Region pointing data
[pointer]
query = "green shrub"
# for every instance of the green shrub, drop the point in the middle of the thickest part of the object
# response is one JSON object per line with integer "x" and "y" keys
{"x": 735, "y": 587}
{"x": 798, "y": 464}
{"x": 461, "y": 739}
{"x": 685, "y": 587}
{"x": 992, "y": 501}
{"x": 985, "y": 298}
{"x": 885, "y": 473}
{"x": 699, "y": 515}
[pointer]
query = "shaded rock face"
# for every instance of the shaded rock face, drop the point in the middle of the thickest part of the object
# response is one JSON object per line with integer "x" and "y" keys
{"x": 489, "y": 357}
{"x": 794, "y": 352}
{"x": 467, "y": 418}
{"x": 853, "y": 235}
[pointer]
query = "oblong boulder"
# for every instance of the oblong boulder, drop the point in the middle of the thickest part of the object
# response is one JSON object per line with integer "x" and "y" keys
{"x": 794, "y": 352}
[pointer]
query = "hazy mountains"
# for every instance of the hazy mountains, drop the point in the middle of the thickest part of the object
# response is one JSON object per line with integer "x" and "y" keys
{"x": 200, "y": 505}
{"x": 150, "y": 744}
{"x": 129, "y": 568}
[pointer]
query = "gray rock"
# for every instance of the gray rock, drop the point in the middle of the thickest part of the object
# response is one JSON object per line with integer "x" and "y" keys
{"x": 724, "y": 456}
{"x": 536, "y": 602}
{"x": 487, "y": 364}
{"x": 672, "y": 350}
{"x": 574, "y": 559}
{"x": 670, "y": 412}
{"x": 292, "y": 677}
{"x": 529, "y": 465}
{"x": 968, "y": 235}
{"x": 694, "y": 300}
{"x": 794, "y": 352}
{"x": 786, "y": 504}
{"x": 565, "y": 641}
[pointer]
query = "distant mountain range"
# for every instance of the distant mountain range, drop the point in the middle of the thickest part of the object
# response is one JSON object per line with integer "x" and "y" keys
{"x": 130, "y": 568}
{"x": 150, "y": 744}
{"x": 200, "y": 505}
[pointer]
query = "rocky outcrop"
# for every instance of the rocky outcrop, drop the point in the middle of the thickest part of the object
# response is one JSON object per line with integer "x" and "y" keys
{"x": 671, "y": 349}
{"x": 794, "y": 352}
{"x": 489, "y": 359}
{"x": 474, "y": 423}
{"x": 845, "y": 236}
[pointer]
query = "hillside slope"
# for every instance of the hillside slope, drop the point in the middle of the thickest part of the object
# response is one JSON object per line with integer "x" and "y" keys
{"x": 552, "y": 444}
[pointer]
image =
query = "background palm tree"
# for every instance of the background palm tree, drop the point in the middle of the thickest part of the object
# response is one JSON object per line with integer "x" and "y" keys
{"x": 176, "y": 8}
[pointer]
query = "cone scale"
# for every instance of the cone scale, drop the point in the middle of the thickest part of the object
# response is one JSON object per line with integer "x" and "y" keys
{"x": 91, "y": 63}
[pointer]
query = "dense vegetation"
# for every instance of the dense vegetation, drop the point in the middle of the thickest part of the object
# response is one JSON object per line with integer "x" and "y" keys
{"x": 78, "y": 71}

==

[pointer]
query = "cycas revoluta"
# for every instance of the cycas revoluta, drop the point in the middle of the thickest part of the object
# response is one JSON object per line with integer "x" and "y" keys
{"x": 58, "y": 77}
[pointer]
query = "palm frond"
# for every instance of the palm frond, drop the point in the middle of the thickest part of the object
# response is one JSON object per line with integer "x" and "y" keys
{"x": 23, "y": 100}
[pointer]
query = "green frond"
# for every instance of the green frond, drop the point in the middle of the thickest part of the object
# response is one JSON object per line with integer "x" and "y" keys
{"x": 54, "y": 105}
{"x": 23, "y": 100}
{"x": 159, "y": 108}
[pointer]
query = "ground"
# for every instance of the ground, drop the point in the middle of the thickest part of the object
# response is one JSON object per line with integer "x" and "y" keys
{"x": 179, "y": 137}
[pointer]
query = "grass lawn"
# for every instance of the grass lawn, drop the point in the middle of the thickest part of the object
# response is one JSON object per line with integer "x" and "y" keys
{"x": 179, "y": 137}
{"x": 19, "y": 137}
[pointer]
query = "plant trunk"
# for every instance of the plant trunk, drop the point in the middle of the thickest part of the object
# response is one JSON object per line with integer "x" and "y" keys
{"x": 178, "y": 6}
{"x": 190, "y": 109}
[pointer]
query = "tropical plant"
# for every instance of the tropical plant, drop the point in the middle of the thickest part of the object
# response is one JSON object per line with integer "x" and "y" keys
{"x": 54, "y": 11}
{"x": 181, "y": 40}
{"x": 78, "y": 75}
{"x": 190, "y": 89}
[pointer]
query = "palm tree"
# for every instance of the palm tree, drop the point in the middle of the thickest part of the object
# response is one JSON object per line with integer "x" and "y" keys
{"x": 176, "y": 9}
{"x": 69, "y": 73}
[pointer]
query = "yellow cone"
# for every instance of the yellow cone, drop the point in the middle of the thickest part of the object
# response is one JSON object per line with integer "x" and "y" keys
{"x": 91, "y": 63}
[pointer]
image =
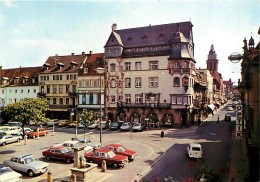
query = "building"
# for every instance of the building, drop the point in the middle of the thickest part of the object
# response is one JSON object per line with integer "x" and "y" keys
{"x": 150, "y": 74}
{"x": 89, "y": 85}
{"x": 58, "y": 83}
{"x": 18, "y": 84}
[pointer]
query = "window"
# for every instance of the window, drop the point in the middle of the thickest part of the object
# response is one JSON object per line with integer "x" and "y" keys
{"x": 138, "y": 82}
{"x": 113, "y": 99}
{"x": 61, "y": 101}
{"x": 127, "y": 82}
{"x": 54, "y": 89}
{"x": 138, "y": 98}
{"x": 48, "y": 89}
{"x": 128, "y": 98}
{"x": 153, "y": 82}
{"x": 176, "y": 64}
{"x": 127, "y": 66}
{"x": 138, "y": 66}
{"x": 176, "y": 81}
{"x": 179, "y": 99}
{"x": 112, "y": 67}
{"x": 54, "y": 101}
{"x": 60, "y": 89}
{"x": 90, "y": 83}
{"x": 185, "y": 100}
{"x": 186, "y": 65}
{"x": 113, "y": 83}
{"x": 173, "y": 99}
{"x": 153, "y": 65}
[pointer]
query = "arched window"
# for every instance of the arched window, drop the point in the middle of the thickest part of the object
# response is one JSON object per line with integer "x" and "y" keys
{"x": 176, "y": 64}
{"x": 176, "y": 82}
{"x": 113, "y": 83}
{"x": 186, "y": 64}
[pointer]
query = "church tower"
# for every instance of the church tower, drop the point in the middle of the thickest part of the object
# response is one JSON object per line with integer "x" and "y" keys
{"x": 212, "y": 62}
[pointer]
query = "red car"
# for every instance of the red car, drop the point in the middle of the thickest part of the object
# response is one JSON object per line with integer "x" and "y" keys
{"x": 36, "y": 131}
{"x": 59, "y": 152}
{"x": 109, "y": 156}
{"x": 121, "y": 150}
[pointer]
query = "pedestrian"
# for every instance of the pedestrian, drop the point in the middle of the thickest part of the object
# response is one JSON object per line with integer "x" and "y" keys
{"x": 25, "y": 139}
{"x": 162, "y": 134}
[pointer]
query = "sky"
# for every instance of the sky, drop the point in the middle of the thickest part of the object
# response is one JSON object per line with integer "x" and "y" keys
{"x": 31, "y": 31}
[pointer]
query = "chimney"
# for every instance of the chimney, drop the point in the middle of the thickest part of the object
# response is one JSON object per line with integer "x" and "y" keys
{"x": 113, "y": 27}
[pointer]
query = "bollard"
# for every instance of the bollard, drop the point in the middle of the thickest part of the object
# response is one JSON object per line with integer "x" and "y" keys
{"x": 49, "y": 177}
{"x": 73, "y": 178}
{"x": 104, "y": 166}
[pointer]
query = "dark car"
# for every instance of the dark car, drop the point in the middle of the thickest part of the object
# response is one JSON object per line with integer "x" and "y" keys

==

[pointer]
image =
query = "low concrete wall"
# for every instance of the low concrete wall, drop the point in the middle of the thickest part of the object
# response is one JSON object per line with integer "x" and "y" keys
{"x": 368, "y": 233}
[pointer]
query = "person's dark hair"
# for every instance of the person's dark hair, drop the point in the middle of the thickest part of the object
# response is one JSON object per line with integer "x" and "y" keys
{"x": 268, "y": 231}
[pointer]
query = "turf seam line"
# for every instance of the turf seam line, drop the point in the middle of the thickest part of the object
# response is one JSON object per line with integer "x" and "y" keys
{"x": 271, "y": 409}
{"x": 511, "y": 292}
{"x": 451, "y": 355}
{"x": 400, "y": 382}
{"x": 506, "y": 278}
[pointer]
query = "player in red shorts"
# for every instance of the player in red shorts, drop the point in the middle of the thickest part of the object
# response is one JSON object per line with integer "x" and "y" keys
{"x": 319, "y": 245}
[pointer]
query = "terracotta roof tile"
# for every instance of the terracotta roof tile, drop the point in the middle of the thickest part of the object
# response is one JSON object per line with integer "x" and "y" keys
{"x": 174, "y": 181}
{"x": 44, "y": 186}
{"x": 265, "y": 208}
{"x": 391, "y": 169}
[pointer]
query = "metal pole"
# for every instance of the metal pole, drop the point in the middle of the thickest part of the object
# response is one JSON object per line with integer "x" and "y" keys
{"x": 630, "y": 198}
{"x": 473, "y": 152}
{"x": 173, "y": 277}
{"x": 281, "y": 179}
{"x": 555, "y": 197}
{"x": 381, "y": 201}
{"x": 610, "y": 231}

## WORK ITEM
Locate the word "window" in the records above, and return each line that has it.

## REPLY
query = "window"
# for every instance of the window, drop the point in the middle of the thickest part of the object
query = "arched window"
# for every instance of the arched window, drop the point in the middle of the thickest part of the object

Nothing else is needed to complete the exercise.